We extended the DARTS DNN beyond exon skipping to predict other types of alternative splicing patterns. We compiled cis sequence features (Supplementary Table 1) and trained three DNN models for predicting differential alternative 5’ splice sites (A5SS), alternative 3’ splice sites (A3SS), and retained introns (RI). Trained on ENCODE and Roadmap data, these DNN models exhibited a high prediction accuracy in independent leave-out datasets (Supplementary Fig. 6).

Finally, we applied DARTS to study alternative splicing during the epithelial-mesenchymal transition (EMT), a key process in embryonic development and cancer metastasis¹³. We re-analyzed our published time-course RNA-seq data on an inducible H358 lung cancer cell line model of the EMT¹⁴. We used DARTS BHT(flat) to compare each day to Day 0, then assessed the ability of the DARTS DNN to predict high-confidence differential vs. unchanged splicing events during the EMT. The DARTS DNN trained on ENCODE+Roadmap data displayed the best performance, followed closely by the DARTS DNN trained on Roadmap data, whereas the DARTS DNN trained on ENCODE data performed least well (Fig. 3a). This was expected, given that the Roadmap data cover epithelial and mesenchymal cell types. The best prediction accuracy (AUROC=0.82) was achieved by the DARTS DNN trained on ENCODE+Roadmap for the Day 6 versus Day 0 comparison. As an example, the DARTS DNN predicted the EMT-associated alternative splicing change in PLEKHA1 (Supplementary Fig. 7).

Figure 3. — DARTS analysis of alternative splicing during the EMT. (a) The performance of the DARTS DNN on the time-course RNA-seq data of an inducible H358 lung cancer cell line model of the EMT. The numbers of differential splicing events called by DARTS BHT(flat) are shown as bar plots at the bottom. (b) Meta-exon motif analysis of the ESRP motif for RNA-seq differential events called by DARTS BHT(flat) and DARTS DNN rescued events in the Day 6 vs. Day 0 comparison. (c) DARTS DNN predictions for the H358 EMT time course (Day 6 vs. Day 0) and in GS689 vs. PC3E. Plotted are the ranks of predicted DARTS DNN scores. (d) RASL-seq validation of RNA-seq called events and DARTS DNN predicted events. Plotted are the RASL-|ΔPSI| values of RNA-seq inconclusive events with high DARTS DNN scores (FPR<5%; n=52 events) (orange line) and RNA-seq inconclusive events with low DARTS DNN scores (FPR>80%; n=29 events) (green line).

■ BRIEF ■
Say whether each statement agrees with the DARTS text above. For each one, answer yes or no and quote the words from the text that decide it. (a) On the EMT time course, the DARTS DNN trained on ENCODE data alone performed best. (b) The highest AUROC, 0.82, came from the Day 6 versus Day 0 comparison. (c) Three more DNN models were trained, one each for A5SS, A3SS, and retained introns.

■ STORED DATA ■
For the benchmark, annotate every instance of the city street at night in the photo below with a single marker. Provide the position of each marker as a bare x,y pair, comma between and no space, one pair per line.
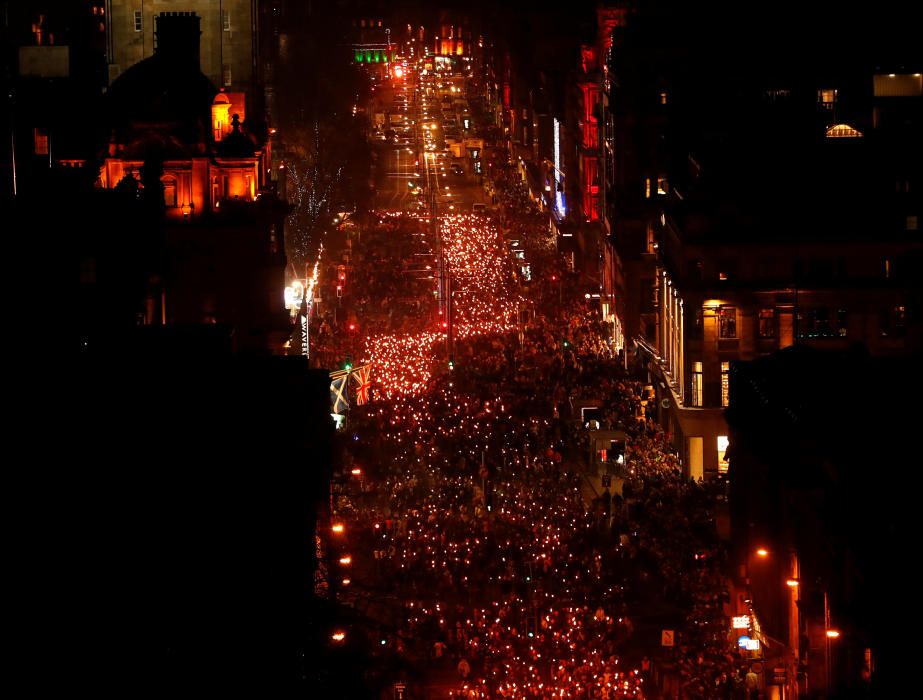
467,351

■ ANSWER TO THE PROBLEM ■
(a) No: "whereas the DARTS DNN trained on ENCODE data performed least well"
(b) Yes: "The best prediction accuracy (AUROC=0.82) was achieved by the DARTS DNN trained on ENCODE+Roadmap for the Day 6 versus Day 0 comparison."
(c) Yes: "trained three DNN models for predicting differential alternative 5’ splice sites (A5SS), alternative 3’ splice sites (A3SS), and retained introns (RI)"